WHAT YOU NEED TO DO: Please convert every line of the entries below into a Markdown table with two columns, Row and Line, numbering the rows and skipping blank lines. Leave the pictures out.

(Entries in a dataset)
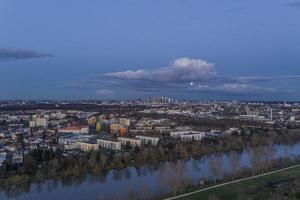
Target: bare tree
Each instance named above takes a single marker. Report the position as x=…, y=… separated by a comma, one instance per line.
x=173, y=176
x=215, y=164
x=234, y=161
x=144, y=191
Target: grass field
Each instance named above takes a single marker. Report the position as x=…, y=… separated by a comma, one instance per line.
x=281, y=185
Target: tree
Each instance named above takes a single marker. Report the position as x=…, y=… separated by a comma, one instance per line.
x=127, y=157
x=215, y=164
x=234, y=161
x=118, y=163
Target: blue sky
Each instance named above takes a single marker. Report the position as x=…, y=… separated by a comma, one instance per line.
x=119, y=49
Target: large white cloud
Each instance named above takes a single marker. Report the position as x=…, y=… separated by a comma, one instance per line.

SOLUTION TO THE PROBLEM:
| Row | Line |
|---|---|
| 1 | Target: bare tree |
| 2 | Each instance named above takes a single marker. Report the position as x=…, y=… separated by a comma, one instance per line. |
| 3 | x=173, y=176 |
| 4 | x=215, y=164 |
| 5 | x=234, y=161 |
| 6 | x=144, y=191 |
| 7 | Target: grass field |
| 8 | Each instance named above takes a single marker. Report the position as x=…, y=… separated by a comma, one instance per line. |
| 9 | x=281, y=185 |
| 10 | Target: tree |
| 11 | Each instance named above takes a single marker. Report the position as x=…, y=… separated by a comma, one instance per line. |
| 12 | x=127, y=157 |
| 13 | x=215, y=164 |
| 14 | x=234, y=161 |
| 15 | x=118, y=163 |
| 16 | Target: blue sky |
| 17 | Each instance named above takes a single marker. Report the position as x=…, y=… separated by a comma, one instance per line. |
| 18 | x=119, y=49 |
| 19 | Target: large white cloud |
| 20 | Each instance named above takes a single marker. Report the position as x=…, y=… separated by a comma, one instance per line. |